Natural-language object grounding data

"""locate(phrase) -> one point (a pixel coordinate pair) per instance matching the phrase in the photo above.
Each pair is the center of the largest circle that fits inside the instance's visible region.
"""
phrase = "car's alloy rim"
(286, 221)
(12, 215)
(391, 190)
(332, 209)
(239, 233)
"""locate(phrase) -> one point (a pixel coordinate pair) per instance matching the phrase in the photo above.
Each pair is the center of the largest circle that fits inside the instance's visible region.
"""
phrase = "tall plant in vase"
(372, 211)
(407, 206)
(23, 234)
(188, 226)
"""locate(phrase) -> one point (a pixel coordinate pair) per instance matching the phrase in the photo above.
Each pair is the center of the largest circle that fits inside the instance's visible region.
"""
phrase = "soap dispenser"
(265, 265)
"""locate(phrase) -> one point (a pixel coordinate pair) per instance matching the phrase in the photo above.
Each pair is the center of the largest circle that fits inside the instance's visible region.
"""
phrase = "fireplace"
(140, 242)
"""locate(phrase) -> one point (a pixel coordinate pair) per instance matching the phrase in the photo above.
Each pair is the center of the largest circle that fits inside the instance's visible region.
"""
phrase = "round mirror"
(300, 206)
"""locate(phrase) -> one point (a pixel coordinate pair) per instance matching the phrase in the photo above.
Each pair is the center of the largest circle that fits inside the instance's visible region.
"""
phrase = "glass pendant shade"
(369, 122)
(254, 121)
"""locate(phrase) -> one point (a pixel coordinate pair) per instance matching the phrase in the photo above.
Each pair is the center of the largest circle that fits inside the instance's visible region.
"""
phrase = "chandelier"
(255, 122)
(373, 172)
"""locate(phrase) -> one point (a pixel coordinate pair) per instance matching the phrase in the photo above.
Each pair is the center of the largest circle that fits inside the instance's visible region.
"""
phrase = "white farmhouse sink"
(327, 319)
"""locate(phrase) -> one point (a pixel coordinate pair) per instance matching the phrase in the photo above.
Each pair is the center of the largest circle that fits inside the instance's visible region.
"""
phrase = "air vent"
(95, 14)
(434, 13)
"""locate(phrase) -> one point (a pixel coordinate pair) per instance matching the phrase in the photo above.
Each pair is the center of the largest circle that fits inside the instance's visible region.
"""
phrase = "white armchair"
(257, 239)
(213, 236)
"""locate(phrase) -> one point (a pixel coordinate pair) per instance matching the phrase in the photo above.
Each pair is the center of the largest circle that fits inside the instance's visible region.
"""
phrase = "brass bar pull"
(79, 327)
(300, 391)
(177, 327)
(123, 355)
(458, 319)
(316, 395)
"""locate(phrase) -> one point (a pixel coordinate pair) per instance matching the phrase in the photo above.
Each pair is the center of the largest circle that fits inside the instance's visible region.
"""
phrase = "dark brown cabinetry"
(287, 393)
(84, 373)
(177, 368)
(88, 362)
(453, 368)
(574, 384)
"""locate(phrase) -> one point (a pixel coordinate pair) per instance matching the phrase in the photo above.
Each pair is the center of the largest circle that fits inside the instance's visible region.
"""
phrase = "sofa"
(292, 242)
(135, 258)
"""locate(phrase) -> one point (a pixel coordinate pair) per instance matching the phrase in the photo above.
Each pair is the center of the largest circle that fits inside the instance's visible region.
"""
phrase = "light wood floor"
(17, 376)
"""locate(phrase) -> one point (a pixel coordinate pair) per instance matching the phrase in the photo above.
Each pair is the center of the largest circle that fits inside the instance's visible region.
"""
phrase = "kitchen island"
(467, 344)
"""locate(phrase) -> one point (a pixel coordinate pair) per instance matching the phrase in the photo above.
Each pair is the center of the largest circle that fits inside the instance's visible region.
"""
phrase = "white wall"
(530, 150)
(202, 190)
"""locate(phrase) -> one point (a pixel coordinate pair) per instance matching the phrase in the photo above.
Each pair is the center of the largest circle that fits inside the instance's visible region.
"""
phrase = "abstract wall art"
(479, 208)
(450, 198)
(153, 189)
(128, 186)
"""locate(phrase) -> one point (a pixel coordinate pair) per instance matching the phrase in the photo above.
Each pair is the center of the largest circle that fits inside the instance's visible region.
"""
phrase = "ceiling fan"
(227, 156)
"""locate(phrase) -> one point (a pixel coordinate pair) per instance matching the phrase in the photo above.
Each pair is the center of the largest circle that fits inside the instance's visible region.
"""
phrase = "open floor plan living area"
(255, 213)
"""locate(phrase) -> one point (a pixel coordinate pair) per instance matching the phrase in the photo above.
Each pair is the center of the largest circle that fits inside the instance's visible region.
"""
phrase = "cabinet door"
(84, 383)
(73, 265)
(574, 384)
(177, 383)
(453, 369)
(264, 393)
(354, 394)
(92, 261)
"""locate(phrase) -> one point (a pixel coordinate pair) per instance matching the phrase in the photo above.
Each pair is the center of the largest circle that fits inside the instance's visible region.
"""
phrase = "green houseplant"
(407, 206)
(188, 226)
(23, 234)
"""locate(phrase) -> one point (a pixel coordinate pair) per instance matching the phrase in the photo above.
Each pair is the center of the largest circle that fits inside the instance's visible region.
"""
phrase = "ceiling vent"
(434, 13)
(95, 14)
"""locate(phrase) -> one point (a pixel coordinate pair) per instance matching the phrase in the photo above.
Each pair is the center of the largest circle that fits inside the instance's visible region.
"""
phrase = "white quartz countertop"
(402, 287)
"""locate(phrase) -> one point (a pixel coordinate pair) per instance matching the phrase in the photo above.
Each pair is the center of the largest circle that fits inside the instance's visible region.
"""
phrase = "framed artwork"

▶ _Directions for this task_
Please output each entry above exactly, leaving nothing out.

▶ _Result_
"""locate(phrase) -> one point (a pixel coordinate pair) per instance matching the phrase in the photo above.
Each pair is the center of the largest circle that fits inside the instance's visible region.
"""
phrase = "car's alloy rim"
(286, 221)
(12, 215)
(391, 190)
(332, 209)
(239, 233)
"""locate(phrase) -> one point (a pixel coordinate pair) per instance matching the phrase in the photo above.
Each pair is the center of the largest circle that fits inside the instance's visible region.
"""
phrase = "tall plant in vase"
(372, 211)
(407, 206)
(23, 234)
(188, 226)
"""locate(phrase) -> one point (a pixel coordinate pair) per instance matching the phrase in the photo above.
Each pair is the center of the largest circle that fits inside the instance's visible region.
"""
phrase = "soap dispenser"
(265, 265)
"""locate(phrase) -> one point (a pixel coordinate pair) per instance matching the phrase in the photo above.
Each pair is the center of the largest circle that fits inside the instance's visible region.
"""
phrase = "fireplace"
(140, 242)
"""locate(phrase) -> one point (a pixel coordinate pair) per instance matching the phrase in the photo above.
Each pair is the center of the largest circle that fits inside the instance's visible region.
"""
phrase = "round mirror"
(300, 206)
"""locate(phrase) -> one point (a pixel coordinate pair) per instance matching the phrase in the photo above.
Each pair is the center of the largest circle that fits inside the instance's visible region.
"""
phrase = "glass pendant shade"
(369, 122)
(254, 121)
"""locate(phrase) -> one point (a pixel coordinate pair) per instance matching the phrase in the photo above.
Each pair is the center of the largest circle that fits inside the instance's visible region.
"""
phrase = "chandelier"
(255, 122)
(373, 172)
"""locate(phrase) -> one point (a pixel coordinate pair) per instance matching the phrase in the photo above.
Each pair is the center of the largest circle that fits inside the instance's visible region.
"""
phrase = "white farmhouse sink"
(327, 319)
"""locate(phrase) -> one point (a pixel coordinate pair) per instance matching the phrase in the photo above.
Each pair is the center of the largest circle that fits inside the instance's visible region.
"""
phrase = "air vent"
(95, 14)
(434, 13)
"""locate(phrase) -> one point (a pixel coordinate pair) per instance matching the phrase in the photo above.
Each pair is the center of the largest circle that fits inside the instance's visible region.
"""
phrase = "white armchair"
(257, 239)
(213, 236)
"""locate(phrase) -> one point (a pixel coordinate pair) per instance matching the phrase in the photo above.
Each pair is the center of the largest circle that fits inside the instance's visible region.
"""
phrase = "brass bar pull"
(79, 327)
(300, 391)
(177, 327)
(123, 355)
(458, 319)
(316, 395)
"""locate(phrase) -> one point (a pixel coordinate pair) per instance matching the phrase in the photo above.
Each pair is the center of the largest circle that fits inside the instance's visible region.
"""
phrase = "dark brown cabinetry"
(287, 393)
(84, 373)
(177, 368)
(88, 362)
(453, 368)
(574, 384)
"""locate(phrase) -> one point (a pixel coordinate pair) per instance matching the phrase in the photo above.
Each pair is the center of the largest circle that fits inside the instance's visible region.
"""
phrase = "sofa"
(292, 242)
(135, 258)
"""locate(phrase) -> one point (a pixel coordinate pair) per instance matching the phrase in the photo above.
Each pair is the center of the largest circle that fits inside the instance's visible region.
"""
phrase = "light wood floor"
(17, 376)
"""locate(phrase) -> one point (a pixel coordinate pair) per instance matching the phrase in the photo above.
Each pair is the center of the largest circle that fits inside the instance's visible region.
"""
phrase = "kitchen island"
(467, 344)
"""locate(phrase) -> one point (a pixel coordinate pair) per instance matching the phrase in the photo above.
Each pair is the center of the largest circle that fits inside the instance's visible region.
"""
phrase = "white wall"
(530, 150)
(202, 190)
"""locate(phrase) -> one point (a pixel coordinate pair) per instance matching the phrase in the photo above.
Each pair is the center of the largest circle that fits inside the instance's visible region.
"""
phrase = "abstract wall art"
(479, 208)
(450, 198)
(153, 189)
(128, 186)
"""locate(phrase) -> one point (a pixel coordinate pair) per instance matching the phrase in the photo above.
Each pair is the center of the largest circle that fits inside the instance's visible region.
"""
phrase = "ceiling fan"
(227, 156)
"""locate(phrase) -> one point (a pixel coordinate pair) per instance matching the phrase in the photo above.
Each pair is the center of the largest circle that fits inside the instance's visible region.
"""
phrase = "open floor plan living area"
(255, 213)
"""locate(phrase) -> one point (a pixel coordinate pair) per instance matching the phrase in the photo above.
Each pair is the center of the largest circle that fits inside the instance's visible region.
"""
phrase = "cabinet door"
(84, 383)
(73, 265)
(574, 384)
(177, 383)
(453, 369)
(264, 393)
(354, 394)
(92, 261)
"""locate(phrase) -> one point (a pixel coordinate pair) per instance matching the phrase in the photo above.
Each pair is the center of the largest circle that fits inside the instance's visible region.
"""
phrase = "green houseplant"
(407, 206)
(188, 226)
(23, 234)
"""locate(phrase) -> one point (a pixel coordinate pair) per instance matching the phrase in the photo above.
Each pair is the center of the largest circle that fits inside the instance's visible region.
"""
phrase = "ceiling vent"
(434, 13)
(95, 14)
"""locate(phrase) -> one point (a pixel coordinate pair) per instance matching the phrase in the photo above.
Each pair is the center of the largest circle that fits inside the instance's visible region.
"""
phrase = "white quartz countertop"
(402, 287)
"""locate(phrase) -> one point (a pixel coordinate pair) per instance matching the phrase in the photo above.
Each pair is the center of the largest circle that fits inside the instance's visible region.
"""
phrase = "framed artwork"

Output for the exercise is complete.